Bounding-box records

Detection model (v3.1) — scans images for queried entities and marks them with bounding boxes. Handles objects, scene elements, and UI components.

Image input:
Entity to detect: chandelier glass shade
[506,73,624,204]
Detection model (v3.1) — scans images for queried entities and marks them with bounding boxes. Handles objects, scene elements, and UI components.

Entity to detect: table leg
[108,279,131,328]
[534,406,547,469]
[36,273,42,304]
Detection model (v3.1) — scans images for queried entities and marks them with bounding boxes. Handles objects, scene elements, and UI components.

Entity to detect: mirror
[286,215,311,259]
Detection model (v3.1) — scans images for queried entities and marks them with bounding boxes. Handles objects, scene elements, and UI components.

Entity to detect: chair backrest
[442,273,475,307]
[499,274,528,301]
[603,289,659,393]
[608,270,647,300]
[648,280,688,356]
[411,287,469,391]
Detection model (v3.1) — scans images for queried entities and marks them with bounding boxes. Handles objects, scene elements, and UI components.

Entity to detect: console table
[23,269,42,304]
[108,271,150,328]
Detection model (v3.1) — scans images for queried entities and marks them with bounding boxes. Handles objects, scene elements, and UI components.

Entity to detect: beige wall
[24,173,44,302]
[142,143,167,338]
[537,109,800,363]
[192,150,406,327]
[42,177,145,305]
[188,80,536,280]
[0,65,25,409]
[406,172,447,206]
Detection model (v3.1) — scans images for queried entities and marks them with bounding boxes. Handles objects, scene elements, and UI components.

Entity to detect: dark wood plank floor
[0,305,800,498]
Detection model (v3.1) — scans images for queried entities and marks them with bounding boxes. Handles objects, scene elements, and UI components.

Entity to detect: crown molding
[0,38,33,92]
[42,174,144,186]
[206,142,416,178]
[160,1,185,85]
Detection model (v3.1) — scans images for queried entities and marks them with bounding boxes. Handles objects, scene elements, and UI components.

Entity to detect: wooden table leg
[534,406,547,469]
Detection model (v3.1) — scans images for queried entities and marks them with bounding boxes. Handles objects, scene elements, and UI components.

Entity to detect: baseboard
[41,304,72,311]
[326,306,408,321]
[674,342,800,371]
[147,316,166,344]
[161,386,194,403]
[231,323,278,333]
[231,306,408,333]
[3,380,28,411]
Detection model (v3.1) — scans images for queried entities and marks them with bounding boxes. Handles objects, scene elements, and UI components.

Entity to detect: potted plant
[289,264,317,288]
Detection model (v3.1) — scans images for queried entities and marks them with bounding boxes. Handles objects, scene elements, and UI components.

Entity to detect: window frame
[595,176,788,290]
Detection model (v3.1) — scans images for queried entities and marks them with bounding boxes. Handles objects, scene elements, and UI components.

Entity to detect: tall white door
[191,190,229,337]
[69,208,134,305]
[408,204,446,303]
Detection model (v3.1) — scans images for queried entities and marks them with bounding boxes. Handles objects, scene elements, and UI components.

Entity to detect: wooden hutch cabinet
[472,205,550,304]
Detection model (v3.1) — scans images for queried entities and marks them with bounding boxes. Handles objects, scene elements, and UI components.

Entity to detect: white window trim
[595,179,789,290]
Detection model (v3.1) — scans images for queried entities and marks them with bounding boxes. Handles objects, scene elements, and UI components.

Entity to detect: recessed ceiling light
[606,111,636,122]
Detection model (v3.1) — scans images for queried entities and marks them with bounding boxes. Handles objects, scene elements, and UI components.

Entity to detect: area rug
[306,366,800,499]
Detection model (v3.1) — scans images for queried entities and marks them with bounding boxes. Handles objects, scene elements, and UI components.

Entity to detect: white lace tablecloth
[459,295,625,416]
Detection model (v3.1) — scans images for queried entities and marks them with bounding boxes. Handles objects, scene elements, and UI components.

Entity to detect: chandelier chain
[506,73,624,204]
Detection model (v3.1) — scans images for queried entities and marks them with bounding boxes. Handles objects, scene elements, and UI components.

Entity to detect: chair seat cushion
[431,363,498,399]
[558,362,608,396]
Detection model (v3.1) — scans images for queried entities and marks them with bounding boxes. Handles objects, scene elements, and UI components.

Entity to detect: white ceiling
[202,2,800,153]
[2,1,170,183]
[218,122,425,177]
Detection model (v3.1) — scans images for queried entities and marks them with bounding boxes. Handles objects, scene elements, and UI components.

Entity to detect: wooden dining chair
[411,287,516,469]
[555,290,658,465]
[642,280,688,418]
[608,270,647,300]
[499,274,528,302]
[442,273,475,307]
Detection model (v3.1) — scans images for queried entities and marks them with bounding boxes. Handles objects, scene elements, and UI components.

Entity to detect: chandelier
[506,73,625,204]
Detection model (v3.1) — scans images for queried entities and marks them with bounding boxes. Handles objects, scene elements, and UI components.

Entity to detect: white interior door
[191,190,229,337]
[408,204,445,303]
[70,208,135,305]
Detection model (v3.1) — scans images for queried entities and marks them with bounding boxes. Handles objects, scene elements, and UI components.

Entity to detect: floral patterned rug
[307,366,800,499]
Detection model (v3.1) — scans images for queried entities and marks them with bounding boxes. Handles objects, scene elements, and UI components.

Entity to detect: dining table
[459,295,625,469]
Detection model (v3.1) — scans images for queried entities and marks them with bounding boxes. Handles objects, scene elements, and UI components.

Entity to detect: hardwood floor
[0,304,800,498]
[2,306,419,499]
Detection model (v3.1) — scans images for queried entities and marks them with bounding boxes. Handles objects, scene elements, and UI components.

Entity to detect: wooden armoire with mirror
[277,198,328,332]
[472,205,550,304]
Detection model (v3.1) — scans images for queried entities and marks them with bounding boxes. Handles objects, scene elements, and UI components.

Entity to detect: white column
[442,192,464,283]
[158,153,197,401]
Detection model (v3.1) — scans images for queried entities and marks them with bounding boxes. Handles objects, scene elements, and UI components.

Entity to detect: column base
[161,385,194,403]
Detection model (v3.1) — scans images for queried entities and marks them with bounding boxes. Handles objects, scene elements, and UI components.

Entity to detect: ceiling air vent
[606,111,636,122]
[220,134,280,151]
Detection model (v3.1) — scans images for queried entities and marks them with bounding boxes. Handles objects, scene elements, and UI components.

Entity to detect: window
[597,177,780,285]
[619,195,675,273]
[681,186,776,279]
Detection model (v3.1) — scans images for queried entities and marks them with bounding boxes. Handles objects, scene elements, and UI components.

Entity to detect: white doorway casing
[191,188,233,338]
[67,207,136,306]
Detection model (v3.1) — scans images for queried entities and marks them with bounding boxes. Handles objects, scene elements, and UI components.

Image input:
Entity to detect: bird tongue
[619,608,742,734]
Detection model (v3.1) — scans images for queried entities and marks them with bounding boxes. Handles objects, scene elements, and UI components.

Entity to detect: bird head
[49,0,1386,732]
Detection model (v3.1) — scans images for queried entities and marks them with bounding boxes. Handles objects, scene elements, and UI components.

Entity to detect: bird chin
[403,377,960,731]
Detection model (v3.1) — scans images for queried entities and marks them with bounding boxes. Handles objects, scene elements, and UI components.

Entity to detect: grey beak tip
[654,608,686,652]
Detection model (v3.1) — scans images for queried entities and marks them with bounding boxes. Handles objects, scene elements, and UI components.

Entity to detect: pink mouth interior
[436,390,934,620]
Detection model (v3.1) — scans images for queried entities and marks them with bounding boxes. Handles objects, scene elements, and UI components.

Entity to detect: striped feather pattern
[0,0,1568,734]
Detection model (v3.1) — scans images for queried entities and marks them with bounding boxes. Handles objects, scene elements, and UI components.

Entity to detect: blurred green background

• _EXERCISE_
Count the lines above that contain the string "interior". Reply with the number only.

• _RESULT OF THE EXERCISE_
2